§ **Task directions**
Look below. Copy each line that has "collar" in it.

§ **Entries provided**
=== Begin Enclosure ===

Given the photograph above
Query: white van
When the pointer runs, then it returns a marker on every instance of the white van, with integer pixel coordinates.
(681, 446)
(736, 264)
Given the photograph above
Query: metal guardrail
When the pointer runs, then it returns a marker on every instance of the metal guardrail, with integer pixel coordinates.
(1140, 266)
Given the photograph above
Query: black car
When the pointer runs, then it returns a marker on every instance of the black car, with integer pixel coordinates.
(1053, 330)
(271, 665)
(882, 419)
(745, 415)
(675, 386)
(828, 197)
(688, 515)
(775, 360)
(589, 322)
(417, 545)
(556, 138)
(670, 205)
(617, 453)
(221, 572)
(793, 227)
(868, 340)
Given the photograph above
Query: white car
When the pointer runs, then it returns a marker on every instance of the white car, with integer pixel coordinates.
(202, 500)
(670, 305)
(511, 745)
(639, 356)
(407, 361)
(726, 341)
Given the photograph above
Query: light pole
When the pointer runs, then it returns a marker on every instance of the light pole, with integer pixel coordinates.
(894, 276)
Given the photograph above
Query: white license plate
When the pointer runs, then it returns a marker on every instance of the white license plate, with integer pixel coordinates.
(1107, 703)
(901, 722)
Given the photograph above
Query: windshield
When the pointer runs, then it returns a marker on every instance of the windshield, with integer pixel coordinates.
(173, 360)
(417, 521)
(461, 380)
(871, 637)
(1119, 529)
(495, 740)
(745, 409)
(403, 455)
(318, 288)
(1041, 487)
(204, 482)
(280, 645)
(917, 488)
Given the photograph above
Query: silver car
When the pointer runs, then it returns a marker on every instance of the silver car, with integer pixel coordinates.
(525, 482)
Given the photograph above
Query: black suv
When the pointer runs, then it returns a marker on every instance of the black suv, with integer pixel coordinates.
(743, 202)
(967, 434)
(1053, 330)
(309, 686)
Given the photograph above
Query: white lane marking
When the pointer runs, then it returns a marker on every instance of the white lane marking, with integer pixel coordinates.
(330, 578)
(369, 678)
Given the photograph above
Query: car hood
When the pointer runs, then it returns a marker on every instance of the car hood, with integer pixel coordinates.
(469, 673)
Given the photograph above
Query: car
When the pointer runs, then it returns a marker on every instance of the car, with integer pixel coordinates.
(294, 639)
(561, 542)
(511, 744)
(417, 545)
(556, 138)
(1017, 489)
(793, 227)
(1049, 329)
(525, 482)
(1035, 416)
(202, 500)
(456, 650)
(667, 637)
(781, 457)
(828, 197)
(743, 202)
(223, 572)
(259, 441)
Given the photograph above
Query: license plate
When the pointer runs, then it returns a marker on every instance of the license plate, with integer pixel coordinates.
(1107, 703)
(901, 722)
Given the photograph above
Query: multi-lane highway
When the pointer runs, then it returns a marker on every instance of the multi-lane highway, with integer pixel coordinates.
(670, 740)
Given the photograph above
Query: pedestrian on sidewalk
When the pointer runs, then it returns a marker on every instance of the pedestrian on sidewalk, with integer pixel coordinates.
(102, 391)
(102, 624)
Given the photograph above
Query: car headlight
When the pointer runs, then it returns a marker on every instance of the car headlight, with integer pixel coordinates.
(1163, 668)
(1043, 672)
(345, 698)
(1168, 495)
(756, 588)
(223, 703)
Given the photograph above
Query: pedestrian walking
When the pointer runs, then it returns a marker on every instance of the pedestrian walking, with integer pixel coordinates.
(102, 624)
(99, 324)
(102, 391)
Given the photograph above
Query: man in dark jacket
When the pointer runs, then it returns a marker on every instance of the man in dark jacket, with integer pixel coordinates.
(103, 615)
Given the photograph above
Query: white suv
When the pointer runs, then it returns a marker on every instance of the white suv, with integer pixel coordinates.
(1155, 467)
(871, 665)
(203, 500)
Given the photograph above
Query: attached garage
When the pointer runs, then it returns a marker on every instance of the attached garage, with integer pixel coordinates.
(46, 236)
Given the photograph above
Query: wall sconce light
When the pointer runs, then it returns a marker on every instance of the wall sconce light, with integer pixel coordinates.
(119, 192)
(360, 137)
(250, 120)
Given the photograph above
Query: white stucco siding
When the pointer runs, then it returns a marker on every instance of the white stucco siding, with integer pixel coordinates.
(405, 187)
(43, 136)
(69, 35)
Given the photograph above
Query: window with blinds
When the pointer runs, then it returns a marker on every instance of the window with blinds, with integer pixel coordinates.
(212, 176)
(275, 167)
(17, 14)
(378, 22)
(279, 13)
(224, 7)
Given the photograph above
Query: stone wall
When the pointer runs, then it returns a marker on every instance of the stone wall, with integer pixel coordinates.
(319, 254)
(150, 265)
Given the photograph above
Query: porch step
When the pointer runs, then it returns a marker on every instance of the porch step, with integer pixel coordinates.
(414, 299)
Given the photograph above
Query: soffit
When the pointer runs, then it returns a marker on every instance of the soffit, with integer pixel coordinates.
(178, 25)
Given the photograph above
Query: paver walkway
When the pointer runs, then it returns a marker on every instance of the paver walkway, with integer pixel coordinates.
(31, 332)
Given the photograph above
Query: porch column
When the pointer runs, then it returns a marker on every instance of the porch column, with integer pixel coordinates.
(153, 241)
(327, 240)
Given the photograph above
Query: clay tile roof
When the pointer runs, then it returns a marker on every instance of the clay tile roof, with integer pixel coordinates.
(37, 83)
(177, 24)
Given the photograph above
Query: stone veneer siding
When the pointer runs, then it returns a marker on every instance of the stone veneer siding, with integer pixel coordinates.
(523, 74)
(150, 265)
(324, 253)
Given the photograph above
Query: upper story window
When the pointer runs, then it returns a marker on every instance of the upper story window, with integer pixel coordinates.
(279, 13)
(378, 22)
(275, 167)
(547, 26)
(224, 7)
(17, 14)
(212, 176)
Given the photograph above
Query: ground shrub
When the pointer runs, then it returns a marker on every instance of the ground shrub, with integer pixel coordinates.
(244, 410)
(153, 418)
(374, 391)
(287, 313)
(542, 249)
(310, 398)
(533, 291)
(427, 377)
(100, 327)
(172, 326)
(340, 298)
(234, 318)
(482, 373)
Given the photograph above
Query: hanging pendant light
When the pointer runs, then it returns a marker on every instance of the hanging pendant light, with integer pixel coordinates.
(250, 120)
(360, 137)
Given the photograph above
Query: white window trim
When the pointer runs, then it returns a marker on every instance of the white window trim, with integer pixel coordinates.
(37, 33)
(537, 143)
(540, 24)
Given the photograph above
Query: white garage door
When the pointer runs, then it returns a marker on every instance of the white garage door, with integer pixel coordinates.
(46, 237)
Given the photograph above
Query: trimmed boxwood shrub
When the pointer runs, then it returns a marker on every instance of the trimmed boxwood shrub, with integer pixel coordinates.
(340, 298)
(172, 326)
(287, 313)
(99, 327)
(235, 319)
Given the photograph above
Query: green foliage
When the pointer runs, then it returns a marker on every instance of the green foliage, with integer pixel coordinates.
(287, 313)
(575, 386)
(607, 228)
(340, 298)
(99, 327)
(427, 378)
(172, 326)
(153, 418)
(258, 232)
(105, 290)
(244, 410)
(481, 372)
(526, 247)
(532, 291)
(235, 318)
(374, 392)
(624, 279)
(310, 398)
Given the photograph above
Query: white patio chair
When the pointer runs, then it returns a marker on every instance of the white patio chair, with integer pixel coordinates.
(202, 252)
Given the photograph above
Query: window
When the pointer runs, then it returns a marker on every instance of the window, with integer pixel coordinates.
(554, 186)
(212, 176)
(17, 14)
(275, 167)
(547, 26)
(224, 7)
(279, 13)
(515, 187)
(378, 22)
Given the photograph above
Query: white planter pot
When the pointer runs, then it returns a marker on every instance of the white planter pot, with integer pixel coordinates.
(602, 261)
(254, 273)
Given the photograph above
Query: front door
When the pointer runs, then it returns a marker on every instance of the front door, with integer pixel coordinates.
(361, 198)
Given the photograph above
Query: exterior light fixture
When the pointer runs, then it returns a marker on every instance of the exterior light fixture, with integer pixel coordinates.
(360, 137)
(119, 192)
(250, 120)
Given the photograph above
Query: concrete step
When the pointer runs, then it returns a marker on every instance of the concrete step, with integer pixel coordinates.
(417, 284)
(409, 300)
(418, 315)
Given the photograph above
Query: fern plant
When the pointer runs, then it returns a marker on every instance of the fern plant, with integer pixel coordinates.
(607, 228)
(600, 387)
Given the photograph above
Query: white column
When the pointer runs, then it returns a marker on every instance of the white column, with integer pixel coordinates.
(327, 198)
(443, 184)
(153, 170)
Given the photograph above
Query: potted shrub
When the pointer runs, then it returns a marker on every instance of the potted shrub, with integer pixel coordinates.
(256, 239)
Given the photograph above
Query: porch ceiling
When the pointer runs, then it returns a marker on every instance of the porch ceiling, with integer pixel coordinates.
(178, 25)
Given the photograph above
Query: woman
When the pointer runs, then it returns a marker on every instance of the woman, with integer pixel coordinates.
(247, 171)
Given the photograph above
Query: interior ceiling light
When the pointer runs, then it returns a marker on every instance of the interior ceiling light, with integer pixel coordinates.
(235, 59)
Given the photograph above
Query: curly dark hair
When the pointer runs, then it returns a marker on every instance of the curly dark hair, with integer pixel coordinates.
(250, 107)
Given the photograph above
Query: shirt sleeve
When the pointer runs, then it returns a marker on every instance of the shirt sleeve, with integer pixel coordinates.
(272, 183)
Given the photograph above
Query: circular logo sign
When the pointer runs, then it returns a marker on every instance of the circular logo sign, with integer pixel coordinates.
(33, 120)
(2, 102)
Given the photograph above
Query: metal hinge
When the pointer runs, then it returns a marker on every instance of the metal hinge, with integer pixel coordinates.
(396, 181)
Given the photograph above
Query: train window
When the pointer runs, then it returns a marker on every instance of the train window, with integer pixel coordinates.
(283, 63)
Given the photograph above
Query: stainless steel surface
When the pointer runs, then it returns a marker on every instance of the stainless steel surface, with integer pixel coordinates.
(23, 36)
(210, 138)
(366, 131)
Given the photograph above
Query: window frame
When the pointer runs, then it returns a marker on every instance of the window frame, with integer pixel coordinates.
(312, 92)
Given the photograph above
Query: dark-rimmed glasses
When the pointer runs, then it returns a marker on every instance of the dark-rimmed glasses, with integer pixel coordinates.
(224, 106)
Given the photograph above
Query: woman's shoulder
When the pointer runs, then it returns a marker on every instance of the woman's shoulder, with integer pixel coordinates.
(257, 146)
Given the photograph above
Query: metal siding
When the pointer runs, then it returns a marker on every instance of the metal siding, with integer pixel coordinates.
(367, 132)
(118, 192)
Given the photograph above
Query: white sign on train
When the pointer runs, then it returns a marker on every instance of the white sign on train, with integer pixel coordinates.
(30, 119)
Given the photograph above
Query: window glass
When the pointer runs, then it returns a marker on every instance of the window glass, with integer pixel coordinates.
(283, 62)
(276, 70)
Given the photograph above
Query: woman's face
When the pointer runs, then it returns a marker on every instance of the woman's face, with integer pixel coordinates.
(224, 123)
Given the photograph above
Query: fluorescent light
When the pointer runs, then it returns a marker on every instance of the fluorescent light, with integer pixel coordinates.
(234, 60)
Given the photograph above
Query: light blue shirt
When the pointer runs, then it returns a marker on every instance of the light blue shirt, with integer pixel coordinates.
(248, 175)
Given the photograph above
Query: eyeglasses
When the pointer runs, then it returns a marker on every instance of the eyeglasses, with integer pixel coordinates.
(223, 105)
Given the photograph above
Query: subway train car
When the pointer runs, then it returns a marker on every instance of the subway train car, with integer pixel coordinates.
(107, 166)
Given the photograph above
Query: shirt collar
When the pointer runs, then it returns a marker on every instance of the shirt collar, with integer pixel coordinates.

=== End Enclosure ===

§ **Solution to this task**
Query: shirt collar
When the pointer runs, then it returns a marker on every instance of the shirt collar, with integer pixel coordinates.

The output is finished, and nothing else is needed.